***** SOURCE MATERIAL *****
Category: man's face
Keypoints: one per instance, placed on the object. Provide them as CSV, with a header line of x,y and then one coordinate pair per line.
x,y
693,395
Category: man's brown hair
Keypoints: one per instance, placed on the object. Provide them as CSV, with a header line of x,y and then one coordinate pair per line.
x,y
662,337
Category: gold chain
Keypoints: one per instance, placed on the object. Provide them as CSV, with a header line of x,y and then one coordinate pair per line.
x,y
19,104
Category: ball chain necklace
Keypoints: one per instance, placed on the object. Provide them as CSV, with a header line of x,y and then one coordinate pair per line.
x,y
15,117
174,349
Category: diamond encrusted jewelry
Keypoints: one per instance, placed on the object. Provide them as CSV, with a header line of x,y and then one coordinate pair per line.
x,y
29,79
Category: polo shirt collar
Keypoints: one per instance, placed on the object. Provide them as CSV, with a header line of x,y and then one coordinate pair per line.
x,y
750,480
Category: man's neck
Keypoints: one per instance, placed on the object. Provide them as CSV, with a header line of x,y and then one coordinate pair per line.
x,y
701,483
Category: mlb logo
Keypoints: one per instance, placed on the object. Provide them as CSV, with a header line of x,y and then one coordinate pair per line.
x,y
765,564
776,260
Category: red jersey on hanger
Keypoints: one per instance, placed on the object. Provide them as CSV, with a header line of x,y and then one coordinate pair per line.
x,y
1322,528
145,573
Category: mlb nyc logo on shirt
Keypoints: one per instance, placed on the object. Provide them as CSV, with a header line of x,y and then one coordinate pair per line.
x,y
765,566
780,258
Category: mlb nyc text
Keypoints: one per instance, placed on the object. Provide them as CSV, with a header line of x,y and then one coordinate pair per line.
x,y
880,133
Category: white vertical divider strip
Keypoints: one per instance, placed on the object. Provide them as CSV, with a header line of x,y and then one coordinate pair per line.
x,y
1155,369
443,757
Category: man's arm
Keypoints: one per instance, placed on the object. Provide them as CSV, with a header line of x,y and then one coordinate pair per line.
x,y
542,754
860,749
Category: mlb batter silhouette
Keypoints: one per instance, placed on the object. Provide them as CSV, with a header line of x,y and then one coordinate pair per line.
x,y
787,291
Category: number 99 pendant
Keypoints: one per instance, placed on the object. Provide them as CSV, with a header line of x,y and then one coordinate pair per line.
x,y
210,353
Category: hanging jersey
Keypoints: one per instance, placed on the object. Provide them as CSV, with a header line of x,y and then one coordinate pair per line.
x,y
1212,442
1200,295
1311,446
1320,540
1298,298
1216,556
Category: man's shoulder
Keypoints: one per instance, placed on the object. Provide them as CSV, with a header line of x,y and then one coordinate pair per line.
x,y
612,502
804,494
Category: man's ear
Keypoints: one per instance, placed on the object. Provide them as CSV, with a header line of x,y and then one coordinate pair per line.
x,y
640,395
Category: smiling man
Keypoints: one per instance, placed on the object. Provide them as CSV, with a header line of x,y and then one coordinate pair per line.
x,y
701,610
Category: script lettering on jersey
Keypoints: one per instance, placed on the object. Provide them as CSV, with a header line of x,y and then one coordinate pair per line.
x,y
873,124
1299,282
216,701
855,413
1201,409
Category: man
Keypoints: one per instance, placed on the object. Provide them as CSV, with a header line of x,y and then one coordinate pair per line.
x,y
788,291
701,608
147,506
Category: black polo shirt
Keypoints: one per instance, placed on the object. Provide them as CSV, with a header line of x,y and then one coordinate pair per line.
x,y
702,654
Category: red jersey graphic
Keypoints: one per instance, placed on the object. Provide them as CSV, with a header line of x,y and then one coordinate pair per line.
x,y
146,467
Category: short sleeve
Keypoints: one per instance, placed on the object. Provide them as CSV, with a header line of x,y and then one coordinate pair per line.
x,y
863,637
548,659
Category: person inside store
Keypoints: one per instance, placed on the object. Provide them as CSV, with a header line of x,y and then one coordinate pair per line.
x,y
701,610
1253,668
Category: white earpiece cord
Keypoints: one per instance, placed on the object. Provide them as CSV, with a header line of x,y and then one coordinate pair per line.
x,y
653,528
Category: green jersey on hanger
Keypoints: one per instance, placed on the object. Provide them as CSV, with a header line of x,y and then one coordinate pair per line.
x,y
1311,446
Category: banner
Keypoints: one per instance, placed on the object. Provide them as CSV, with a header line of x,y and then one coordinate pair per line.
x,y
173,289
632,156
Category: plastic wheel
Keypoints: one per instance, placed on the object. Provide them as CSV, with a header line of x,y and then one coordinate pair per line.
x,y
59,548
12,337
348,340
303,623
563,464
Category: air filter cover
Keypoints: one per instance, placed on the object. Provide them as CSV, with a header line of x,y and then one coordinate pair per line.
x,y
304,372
*****
_WHAT YOU SHOULD DO_
When the line containing "Category: man's arm" is reached, include it and stop. Until then, output each line of the entries exactly as given, starting from the first.

_RESPONSE BOX_
Category: man's face
Keypoints: one per instance, placed on the object. Provide them as CSV, with a header line of x,y and then one coordinate pair per line.
x,y
693,395
Category: man's brown hair
Keypoints: one per instance, placed on the object. Provide them as CSV, with a header line of x,y and then one coordinate pair per line.
x,y
662,337
Category: gold chain
Keypoints: one per instance, placed on the object. Provide them as CSV, with a header line of x,y and then one coordinate pair per line.
x,y
19,104
Category: ball chain necklace
Keypoints: one per instance, placed on the object. Provide them as CSV, with a header line of x,y and then one coordinate pair per line.
x,y
15,117
174,349
Category: diamond encrusted jewelry
Keypoints: one per instance, placed on the object. Provide them as CSV, with a header line of x,y and then one coordinate pair per line.
x,y
29,79
Category: polo shirt collar
Keypoints: one per instance, placed on the object. Provide them as CSV, with a header line of x,y and then one coordinate pair per line.
x,y
750,480
Category: man's neck
Keypoints: one per instance, placed on the object. Provide them as CSV, with a header line of x,y and then one coordinate pair per line.
x,y
701,483
Category: mlb logo
Keypoints: one per instance, placed on the object. Provide them as CSV, with a header line of x,y and then one coordinate pair per line.
x,y
765,564
776,260
Category: red jersey on hanger
Keypoints: one per instance, placed on the object. Provide them as CSV, with a header line of x,y and then one coordinate pair per line.
x,y
1322,528
145,573
Category: mlb nyc logo on shirt
Keypoints: one per instance, placed on the object. Provide them as CSV, with a header line of x,y and then one coordinate pair per line.
x,y
765,566
780,258
Category: mlb nyc text
Keypoints: one per instance, placed on the object. Provide them as CSV, with a header line of x,y and then one coordinate pair per line.
x,y
880,133
Category: white vertical divider strip
Keypoints: one per instance, placed on the object. Provide them as CSV, with a header line of x,y and then one coordinate pair per line.
x,y
1155,369
443,757
Category: man's arm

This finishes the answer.